Records from a data collection:
++++++++
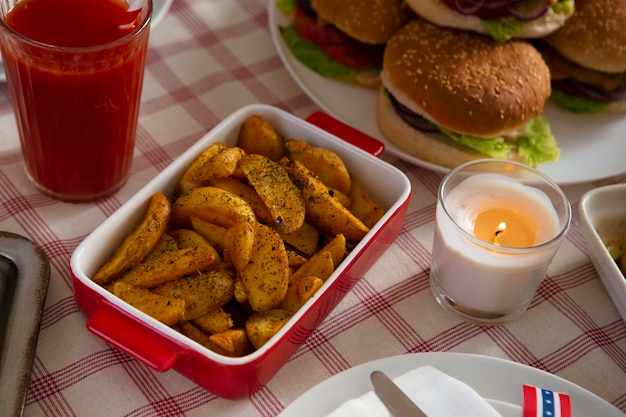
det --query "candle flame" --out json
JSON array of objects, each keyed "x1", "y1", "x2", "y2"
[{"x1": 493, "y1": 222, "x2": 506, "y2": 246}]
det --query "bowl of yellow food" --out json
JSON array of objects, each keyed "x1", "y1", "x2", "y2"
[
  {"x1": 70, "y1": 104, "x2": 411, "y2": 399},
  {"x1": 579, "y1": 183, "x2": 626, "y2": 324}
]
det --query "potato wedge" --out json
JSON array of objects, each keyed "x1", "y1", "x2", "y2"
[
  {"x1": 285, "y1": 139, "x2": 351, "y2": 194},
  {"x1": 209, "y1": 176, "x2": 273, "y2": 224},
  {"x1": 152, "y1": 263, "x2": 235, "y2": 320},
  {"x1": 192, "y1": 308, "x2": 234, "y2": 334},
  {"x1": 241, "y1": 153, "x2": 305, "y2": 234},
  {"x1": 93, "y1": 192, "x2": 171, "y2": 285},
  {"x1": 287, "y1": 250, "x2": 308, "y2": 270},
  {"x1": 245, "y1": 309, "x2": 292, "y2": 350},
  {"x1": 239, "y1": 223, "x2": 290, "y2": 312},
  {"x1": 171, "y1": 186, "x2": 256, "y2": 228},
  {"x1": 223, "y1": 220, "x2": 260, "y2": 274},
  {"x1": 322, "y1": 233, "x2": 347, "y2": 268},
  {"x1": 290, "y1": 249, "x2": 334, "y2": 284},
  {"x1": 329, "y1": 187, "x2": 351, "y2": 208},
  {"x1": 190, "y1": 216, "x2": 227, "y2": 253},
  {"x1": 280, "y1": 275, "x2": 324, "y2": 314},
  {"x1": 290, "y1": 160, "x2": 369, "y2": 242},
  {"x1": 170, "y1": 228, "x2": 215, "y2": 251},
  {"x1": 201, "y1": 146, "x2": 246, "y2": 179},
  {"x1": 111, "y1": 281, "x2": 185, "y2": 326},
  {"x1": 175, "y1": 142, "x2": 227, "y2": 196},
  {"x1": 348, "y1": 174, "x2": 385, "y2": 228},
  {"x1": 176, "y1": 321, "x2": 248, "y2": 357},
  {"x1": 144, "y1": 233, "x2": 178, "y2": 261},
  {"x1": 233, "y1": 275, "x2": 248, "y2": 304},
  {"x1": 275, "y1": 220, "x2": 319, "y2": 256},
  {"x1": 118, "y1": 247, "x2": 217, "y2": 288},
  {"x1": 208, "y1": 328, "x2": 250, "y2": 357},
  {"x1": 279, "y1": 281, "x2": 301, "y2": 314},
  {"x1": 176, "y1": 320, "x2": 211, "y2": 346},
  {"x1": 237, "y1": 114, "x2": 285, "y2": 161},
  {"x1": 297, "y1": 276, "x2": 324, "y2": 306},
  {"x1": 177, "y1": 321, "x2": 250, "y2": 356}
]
++++++++
Each line above has to be returned exactly. Drop the pictures.

det --query "candle flame" --out json
JSON array of objects, each keyed "x1", "y1", "x2", "y2"
[{"x1": 493, "y1": 222, "x2": 506, "y2": 246}]
det --query "bowl of yellow food" --out json
JSON array of objects, each keyed "x1", "y1", "x2", "y2"
[
  {"x1": 70, "y1": 104, "x2": 411, "y2": 399},
  {"x1": 579, "y1": 183, "x2": 626, "y2": 324}
]
det --query "potato wedge" --out json
JSON array of objects, each keyed "x1", "y1", "x2", "y2"
[
  {"x1": 285, "y1": 139, "x2": 351, "y2": 194},
  {"x1": 209, "y1": 176, "x2": 273, "y2": 224},
  {"x1": 152, "y1": 263, "x2": 235, "y2": 320},
  {"x1": 192, "y1": 308, "x2": 234, "y2": 334},
  {"x1": 241, "y1": 153, "x2": 305, "y2": 234},
  {"x1": 93, "y1": 192, "x2": 171, "y2": 285},
  {"x1": 287, "y1": 250, "x2": 308, "y2": 270},
  {"x1": 245, "y1": 309, "x2": 292, "y2": 350},
  {"x1": 239, "y1": 223, "x2": 290, "y2": 312},
  {"x1": 171, "y1": 186, "x2": 256, "y2": 228},
  {"x1": 223, "y1": 220, "x2": 260, "y2": 274},
  {"x1": 322, "y1": 233, "x2": 347, "y2": 268},
  {"x1": 290, "y1": 249, "x2": 334, "y2": 284},
  {"x1": 329, "y1": 187, "x2": 351, "y2": 208},
  {"x1": 190, "y1": 216, "x2": 227, "y2": 253},
  {"x1": 280, "y1": 275, "x2": 324, "y2": 314},
  {"x1": 290, "y1": 160, "x2": 369, "y2": 242},
  {"x1": 170, "y1": 228, "x2": 215, "y2": 251},
  {"x1": 201, "y1": 146, "x2": 246, "y2": 179},
  {"x1": 111, "y1": 281, "x2": 185, "y2": 326},
  {"x1": 175, "y1": 142, "x2": 227, "y2": 196},
  {"x1": 348, "y1": 174, "x2": 385, "y2": 228},
  {"x1": 176, "y1": 321, "x2": 248, "y2": 357},
  {"x1": 144, "y1": 233, "x2": 178, "y2": 261},
  {"x1": 233, "y1": 275, "x2": 248, "y2": 304},
  {"x1": 275, "y1": 220, "x2": 319, "y2": 256},
  {"x1": 118, "y1": 247, "x2": 217, "y2": 288},
  {"x1": 208, "y1": 328, "x2": 250, "y2": 357},
  {"x1": 279, "y1": 281, "x2": 301, "y2": 314},
  {"x1": 176, "y1": 320, "x2": 211, "y2": 346},
  {"x1": 237, "y1": 114, "x2": 285, "y2": 161},
  {"x1": 297, "y1": 276, "x2": 324, "y2": 306},
  {"x1": 177, "y1": 321, "x2": 250, "y2": 356}
]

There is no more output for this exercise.